# Hamilton owners?



## Yanto (Sep 27, 2018)

Morning all. Bought a Hamilton Khaki Field Automatic 38mm about 3 months ago now. Have to say I'm totally smitten with this watch. So much so that it's completely taken over my wrist time. Think this is the start of a collection of Hamilton's! Only thing stopping me buying more is how much I love this one.

So how many other Hamilton lovers are there here, and which models do you have please

Cheers

Ian


----------



## Deano3 (Dec 28, 2017)

Glad your enjoying it, i had a hamilton khaki king for a year or so and i loved it, sold it to buy my steinhart but the quality of the hamilton was amazing and i will be getting one again in future.

Pure class though so good luck finding next model to buy

Dean

Sent from my SM-G930F using Tapatalk


----------



## ZeroAlpha (Feb 16, 2019)

Love them. Not got one yet though. Would love to pick up a Khaki Pilot Day date. They look stunning.

(Dataset excerpt):

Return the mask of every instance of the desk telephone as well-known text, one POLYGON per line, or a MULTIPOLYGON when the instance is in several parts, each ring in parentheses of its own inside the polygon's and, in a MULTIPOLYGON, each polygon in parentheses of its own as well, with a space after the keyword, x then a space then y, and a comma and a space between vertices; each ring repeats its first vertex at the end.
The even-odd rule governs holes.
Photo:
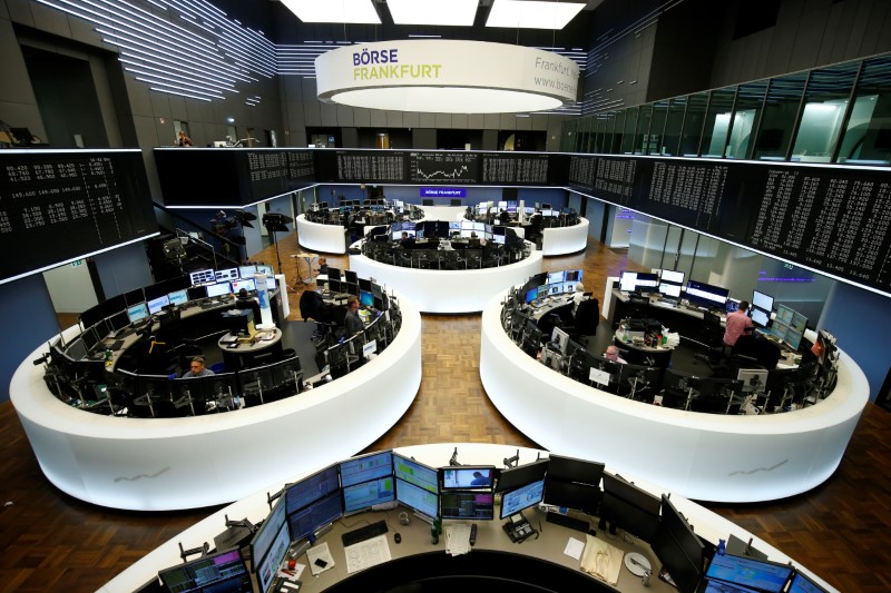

(Requests):
1. Duplicate the section of the Hamilton watch thread starting at "## Yanto (Sep" and ending at "love this one.".
2. In the Hamilton watch thread, what did Deano3 buy after selling the Hamilton Khaki King?
3. Extend the Hamilton watch thread beyond its final post.
The material placed after the thread comes from an unrelated source.

(Expected results):
1.
## Yanto (Sep 27, 2018)

Morning all. Bought a Hamilton Khaki Field Automatic 38mm about 3 months ago now. Have to say I'm totally smitten with this watch. So much so that it's completely taken over my wrist time. Think this is the start of a collection of Hamilton's! Only thing stopping me buying more is how much I love this one.

2. A Steinhart.

3.
Sent from my SM-N960F using Tapatalk


----------



## ry ry (Nov 25, 2018)

Bought a khaki king recently, definitely a keeper.


----------



## Pyr0 (Mar 5, 2019)

I've only recently started looking at watches and bought my first one earlier this year from watchhut

It's a Hamilton automatic 42mm Hamilton Khaki Aviation Pilot Day Date... bit of a mouthful lol

H64615135


----------



## ZeroAlpha (Feb 16, 2019)

Pyr0 said:


> I've only recently started looking at watches and bought my first one earlier this year from watchhut
> It's a Hamilton automatic 42mm Hamilton Khaki Aviation Pilot Day Date... bit of a mouthful lol
> H64615135


I'm not jealous. Not one bit.

Sent from my SM-N960F using Tapatalk


----------



## Pyr0 (Mar 5, 2019)

Can't have a watch thread without pics. C'mon guys :tongue:










Sorry Dan, I just love Sci-Fi :laugh:


----------



## Yanto (Sep 27, 2018)

Pyr0 said:


> Can't have a watch thread without pics. C'mon guys :tongue:
> 
> 
> 
> Sorry Dan, I just love Sci-Fi :laugh:


 Gorgeous. Wish my wrist was bigger!


----------



## Pyr0 (Mar 5, 2019)

Yanto said:


> Gorgeous. Wish my wrist was bigger!


 lol, so do I.

I hate having skinny wrists.


----------



## Autonomous (Nov 16, 2016)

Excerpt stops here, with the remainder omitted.